ФРАГМЕНТ ДОКУМЕНТА:
::::::::

Судьба многих и многих: этому неуверенному в правильности избранного пути человеку предчувствие приуготовило уже призвание в его духе, а ему приходится променять его для начала на отнюдь не желанную для него практическую специальность. Ибо с первого же мгновения ремесленный, школьный, врачебно-технический элемент медицинской науки мало привлекает этот склонный к универсальности ум. В глубине души прирожденный психолог, сам того пока еще не знающий, он инстинктивно пытается наметить себе теоретическое поле деятельности по крайней мере в соседстве с областью психики. Он, таким образом, избирает себе специальностью психиатрию и занимается анатомией мозга, ибо психология с установкой на индивидуальность, эта давно уже ставшая для нас необходимостью психическая дисциплина, в то время не преподается и не практикуется в медицинских аудиториях; Фрейду придется изобрести ее для нас.

::::::::

Данные для сопоставления объектов с описаниями на естественном языке
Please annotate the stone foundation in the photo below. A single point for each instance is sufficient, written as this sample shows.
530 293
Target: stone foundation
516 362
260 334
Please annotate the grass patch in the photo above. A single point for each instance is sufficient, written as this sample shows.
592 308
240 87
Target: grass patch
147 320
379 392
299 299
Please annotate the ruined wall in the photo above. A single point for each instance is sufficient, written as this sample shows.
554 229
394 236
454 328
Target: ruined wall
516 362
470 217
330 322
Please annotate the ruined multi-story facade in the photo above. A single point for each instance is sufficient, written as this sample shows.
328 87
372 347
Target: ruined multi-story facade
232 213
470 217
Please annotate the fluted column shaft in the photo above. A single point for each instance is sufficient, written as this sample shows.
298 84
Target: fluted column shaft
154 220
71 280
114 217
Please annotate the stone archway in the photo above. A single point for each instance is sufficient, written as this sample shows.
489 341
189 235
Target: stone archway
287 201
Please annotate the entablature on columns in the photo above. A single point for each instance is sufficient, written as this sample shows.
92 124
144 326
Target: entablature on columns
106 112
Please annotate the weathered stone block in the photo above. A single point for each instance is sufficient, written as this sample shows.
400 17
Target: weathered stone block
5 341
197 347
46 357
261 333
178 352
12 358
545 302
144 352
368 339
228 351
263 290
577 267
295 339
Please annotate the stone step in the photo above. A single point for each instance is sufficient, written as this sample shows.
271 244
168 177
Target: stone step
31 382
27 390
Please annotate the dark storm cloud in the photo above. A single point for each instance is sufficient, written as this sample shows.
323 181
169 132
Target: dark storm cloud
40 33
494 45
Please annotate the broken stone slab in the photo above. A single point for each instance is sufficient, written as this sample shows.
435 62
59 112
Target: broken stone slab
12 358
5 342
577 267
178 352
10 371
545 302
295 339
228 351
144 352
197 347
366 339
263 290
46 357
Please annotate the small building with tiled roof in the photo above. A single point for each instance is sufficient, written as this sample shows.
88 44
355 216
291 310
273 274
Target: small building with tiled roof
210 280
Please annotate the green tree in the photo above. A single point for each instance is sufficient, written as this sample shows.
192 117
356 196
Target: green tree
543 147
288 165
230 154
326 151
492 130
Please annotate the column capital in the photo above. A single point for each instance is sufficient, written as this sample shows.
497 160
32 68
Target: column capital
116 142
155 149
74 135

::::::::

ЗАДАНИЯ К УПРАЖНЕНИЮ:
1. Ответьте по отрывку о Фрейде на следующие вопросы.
(а) Какие стороны медицинской науки мало привлекают склонный к универсальности ум?
(б) Какую специальность он избирает и чем при этом занимается?
(в) Кому, согласно отрывку, придется изобрести психологию с установкой на индивидуальность?
2. Допишите следующую часть отрывка о Фрейде, начав сразу после его последнего предложения.
Пункты данных представляют собой отдельный материал.

ПОЛУЧЕННЫЕ ОТВЕТЫ:
1.
(а) Ремесленный, школьный, врачебно-технический элемент медицинской науки.
(б) Он избирает психиатрию и занимается анатомией мозга.
(в) Фрейду.

2.
Всякая душевная неуравновешенность понимается механически мыслящей эпохой исключительно как перерождение нервов, как болезненное изменение; непоколебимо царит ложное представление о том, что путем все более и более точного познания соответственных органов и на основе опытов с животными удастся когда-нибудь в точности рассчитать автоматику «душевной области» и регулировать всякое отклонение. Поэтому наука о душевных явлениях имеет своим поприщем психологическую лабораторию: люди думают, что исчерпывающим образом знакомятся с этой наукой, если при помощи скальпеля и ланцета, микроскопа и чувствительного электрического аппарата отмечают содрогания и сокращения нервов.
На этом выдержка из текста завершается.